» **REQUIREMENT**:
Repeat word for word the part of the e-waste passage starting with "The hazards of" and going on through "their waste elsewhere.".

» **DOCUMENT PASSAGE**:
● ● ● ● ● ● ●

Computers are an attractive electronic item to e-waste recyclers - there are small amounts of copper, silver and even gold to be extracted from circuit boards, while plastics, glass and other industrial metals are equally desirable to third world vendors who have carved a lucrative trade out of the e-waste economy. Parts are resold onwards as secondary materials to suppliers and manufacturers which seek low-priced commodities and raw materials for reuse in new products.
The hazards of E-waste
Toxic e-components such as lead, cadmium, PCB's and mercury leach into our soil and waterways, long after they have been disposed of in landfill. The process of extracting usable materials from electronic items is both hazardous and often non-regulated. Strict waste standards that exist in much of the developed world have prompted companies to take short cuts and dispose of their waste elsewhere.

● ● ● ● ● ● ●

» **SUPPLIED INFORMATION**:
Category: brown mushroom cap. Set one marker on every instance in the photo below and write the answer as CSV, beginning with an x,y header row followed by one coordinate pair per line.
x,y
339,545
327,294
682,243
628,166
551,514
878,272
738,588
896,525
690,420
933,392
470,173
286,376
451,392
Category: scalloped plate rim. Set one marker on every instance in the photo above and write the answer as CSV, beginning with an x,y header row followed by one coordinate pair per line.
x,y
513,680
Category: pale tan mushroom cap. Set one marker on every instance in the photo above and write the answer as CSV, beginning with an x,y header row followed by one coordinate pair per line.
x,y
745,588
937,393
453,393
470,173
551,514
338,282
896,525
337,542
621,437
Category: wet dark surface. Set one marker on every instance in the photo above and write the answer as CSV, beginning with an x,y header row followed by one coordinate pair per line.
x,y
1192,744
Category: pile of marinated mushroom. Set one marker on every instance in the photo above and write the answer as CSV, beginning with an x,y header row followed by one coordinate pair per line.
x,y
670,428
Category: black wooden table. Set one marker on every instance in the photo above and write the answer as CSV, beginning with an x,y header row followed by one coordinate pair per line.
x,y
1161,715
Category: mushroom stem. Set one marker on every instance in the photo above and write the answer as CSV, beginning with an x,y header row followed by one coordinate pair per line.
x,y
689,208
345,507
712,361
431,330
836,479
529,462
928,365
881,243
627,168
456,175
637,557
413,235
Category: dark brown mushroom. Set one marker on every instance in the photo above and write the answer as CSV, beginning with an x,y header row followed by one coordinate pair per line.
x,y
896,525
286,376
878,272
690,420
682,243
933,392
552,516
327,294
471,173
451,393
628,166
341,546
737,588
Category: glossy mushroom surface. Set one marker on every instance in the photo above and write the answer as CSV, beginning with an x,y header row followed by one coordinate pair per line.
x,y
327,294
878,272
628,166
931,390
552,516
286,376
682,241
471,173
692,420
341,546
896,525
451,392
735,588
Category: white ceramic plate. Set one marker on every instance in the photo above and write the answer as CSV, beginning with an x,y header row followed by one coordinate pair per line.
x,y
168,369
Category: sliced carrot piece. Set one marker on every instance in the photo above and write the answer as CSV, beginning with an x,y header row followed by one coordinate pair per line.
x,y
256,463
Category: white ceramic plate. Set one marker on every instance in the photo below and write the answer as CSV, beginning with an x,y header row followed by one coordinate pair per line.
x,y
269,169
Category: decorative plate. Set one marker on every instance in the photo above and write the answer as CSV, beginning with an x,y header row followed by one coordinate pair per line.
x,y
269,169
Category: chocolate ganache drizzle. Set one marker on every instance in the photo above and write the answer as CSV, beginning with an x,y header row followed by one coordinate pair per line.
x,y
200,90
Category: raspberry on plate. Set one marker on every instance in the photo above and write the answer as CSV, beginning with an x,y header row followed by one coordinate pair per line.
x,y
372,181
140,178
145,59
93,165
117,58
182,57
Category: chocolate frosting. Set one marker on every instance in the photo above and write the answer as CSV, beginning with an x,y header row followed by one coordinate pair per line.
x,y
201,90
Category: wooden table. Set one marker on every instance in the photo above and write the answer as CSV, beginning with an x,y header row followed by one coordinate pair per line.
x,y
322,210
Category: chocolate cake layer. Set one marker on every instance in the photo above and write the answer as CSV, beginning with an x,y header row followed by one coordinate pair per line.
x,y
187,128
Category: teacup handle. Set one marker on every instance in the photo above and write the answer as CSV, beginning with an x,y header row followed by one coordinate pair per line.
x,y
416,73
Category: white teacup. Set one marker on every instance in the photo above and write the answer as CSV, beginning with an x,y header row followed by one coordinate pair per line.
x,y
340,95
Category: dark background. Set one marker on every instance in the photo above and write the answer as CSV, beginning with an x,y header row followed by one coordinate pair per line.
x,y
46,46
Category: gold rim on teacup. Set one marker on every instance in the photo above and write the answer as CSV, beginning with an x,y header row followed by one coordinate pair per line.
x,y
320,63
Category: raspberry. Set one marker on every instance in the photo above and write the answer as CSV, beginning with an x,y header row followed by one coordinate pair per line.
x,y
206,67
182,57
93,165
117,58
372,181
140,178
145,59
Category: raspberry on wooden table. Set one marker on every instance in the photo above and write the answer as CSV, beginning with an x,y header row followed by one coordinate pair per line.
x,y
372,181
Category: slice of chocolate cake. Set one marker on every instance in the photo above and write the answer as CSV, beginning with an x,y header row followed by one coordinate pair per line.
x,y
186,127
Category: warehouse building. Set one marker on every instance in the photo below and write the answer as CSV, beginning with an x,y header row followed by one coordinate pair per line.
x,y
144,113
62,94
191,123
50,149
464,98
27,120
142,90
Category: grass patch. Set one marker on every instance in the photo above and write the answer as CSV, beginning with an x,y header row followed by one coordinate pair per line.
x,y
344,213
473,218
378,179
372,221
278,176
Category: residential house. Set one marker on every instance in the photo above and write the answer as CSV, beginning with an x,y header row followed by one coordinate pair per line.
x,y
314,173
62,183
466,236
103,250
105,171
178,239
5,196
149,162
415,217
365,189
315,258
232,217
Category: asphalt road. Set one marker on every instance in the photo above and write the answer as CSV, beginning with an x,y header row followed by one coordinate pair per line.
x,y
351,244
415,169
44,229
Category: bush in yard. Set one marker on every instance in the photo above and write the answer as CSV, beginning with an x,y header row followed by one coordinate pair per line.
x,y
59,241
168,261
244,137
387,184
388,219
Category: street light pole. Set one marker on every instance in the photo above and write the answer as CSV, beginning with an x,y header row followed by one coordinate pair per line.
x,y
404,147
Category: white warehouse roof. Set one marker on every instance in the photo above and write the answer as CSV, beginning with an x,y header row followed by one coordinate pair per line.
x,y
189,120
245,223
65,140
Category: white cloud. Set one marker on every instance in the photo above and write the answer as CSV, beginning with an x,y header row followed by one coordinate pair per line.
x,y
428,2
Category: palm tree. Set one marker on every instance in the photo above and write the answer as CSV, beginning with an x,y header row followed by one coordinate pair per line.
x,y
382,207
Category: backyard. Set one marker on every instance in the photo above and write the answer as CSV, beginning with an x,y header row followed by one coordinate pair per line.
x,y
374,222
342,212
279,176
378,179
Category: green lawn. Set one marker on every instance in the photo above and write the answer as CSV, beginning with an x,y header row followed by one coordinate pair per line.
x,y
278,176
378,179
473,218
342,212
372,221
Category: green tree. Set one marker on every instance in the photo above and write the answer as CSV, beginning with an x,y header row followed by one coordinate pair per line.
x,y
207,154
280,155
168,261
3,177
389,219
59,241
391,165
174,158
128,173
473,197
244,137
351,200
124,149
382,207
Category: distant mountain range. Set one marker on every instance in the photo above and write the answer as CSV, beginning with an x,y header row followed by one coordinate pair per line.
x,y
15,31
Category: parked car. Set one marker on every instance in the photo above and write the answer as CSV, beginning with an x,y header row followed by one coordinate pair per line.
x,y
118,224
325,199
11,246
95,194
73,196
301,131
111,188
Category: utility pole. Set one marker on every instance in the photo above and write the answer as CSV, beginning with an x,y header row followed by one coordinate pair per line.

● ● ● ● ● ● ●

» **ANSWER AREA**:
The hazards of E-waste
Toxic e-components such as lead, cadmium, PCB's and mercury leach into our soil and waterways, long after they have been disposed of in landfill. The process of extracting usable materials from electronic items is both hazardous and often non-regulated. Strict waste standards that exist in much of the developed world have prompted companies to take short cuts and dispose of their waste elsewhere.